=== STORED RECORDS ===

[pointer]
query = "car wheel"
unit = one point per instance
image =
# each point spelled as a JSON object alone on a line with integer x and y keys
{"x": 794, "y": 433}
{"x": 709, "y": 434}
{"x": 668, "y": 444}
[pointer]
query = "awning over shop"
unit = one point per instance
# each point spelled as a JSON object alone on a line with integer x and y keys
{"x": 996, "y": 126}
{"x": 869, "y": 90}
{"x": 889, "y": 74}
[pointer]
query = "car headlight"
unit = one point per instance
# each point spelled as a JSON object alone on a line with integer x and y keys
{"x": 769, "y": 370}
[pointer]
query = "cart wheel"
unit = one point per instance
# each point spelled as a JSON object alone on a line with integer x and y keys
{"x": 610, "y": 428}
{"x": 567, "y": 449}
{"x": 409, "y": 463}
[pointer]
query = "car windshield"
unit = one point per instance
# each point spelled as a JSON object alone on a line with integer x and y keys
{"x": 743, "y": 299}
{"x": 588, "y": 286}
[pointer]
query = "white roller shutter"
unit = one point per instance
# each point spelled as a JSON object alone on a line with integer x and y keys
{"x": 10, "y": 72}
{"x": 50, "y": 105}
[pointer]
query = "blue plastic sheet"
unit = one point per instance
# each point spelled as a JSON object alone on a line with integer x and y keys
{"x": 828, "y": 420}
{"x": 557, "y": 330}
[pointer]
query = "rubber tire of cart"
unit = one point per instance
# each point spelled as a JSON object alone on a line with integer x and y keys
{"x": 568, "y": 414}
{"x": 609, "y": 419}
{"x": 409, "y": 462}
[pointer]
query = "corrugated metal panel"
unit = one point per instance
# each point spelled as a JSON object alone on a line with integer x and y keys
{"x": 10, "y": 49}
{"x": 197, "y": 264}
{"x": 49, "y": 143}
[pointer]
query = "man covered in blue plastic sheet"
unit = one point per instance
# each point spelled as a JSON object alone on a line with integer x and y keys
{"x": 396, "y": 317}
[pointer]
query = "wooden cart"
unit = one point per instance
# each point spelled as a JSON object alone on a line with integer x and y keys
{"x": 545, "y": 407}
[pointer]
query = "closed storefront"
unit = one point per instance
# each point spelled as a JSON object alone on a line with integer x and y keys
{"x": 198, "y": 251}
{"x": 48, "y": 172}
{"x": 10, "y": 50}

=== TASK INSTRUCTIONS ===
Quote the material exactly, leaving nothing out.

=== OUTPUT ===
[pointer]
query = "car wheel"
unit = one point per instance
image =
# each point spelled as a JSON object alone on a line with integer x and y keys
{"x": 794, "y": 433}
{"x": 709, "y": 434}
{"x": 668, "y": 444}
[pointer]
query = "awning over shop"
unit = one point per instance
# each point spelled as a JSON object alone on a line with integer x and y keys
{"x": 996, "y": 126}
{"x": 869, "y": 90}
{"x": 889, "y": 74}
[pointer]
query = "car headlight"
unit = one point per instance
# each point spelled as a JSON object alone on a line with integer x and y keys
{"x": 769, "y": 370}
[pointer]
query = "cart wheel"
unit = one point per instance
# each point spelled as a JSON object alone on a line with integer x and y keys
{"x": 610, "y": 428}
{"x": 567, "y": 449}
{"x": 409, "y": 463}
[pointer]
query = "car windshield"
unit = one point per instance
# each point spelled as a JSON object alone on a line with integer x and y keys
{"x": 743, "y": 299}
{"x": 588, "y": 286}
[pointer]
query = "white roller shutter"
unit = one point per instance
# each point spelled as a JSON object alone on a line with integer x and y keys
{"x": 10, "y": 72}
{"x": 50, "y": 105}
[pointer]
query = "blue plastic sheet"
unit = one point per instance
# each point spelled as a JSON object alone on a line with integer x and y keys
{"x": 828, "y": 420}
{"x": 557, "y": 330}
[pointer]
query = "rubber tire of cart"
unit = one point per instance
# each point spelled as a JSON object alone on a line with integer x and y keys
{"x": 568, "y": 414}
{"x": 609, "y": 419}
{"x": 409, "y": 462}
[pointer]
query = "corrugated metal panel"
unit = one point per instance
# each point spelled as a JSON object alone on a line with integer x and y keys
{"x": 10, "y": 49}
{"x": 197, "y": 264}
{"x": 49, "y": 143}
[pointer]
query = "man covered in blue plastic sheet"
unit = one point per instance
# each point spelled as a JSON object alone on a line with integer x and y keys
{"x": 396, "y": 317}
[pointer]
query = "wooden cart"
unit = one point per instance
# each point spelled as a JSON object alone on a line with integer x and y keys
{"x": 545, "y": 407}
[pointer]
query = "closed storefront"
unit = one point per instance
# each point spelled as a JSON object alone on a line with integer x and y keys
{"x": 198, "y": 251}
{"x": 48, "y": 172}
{"x": 10, "y": 50}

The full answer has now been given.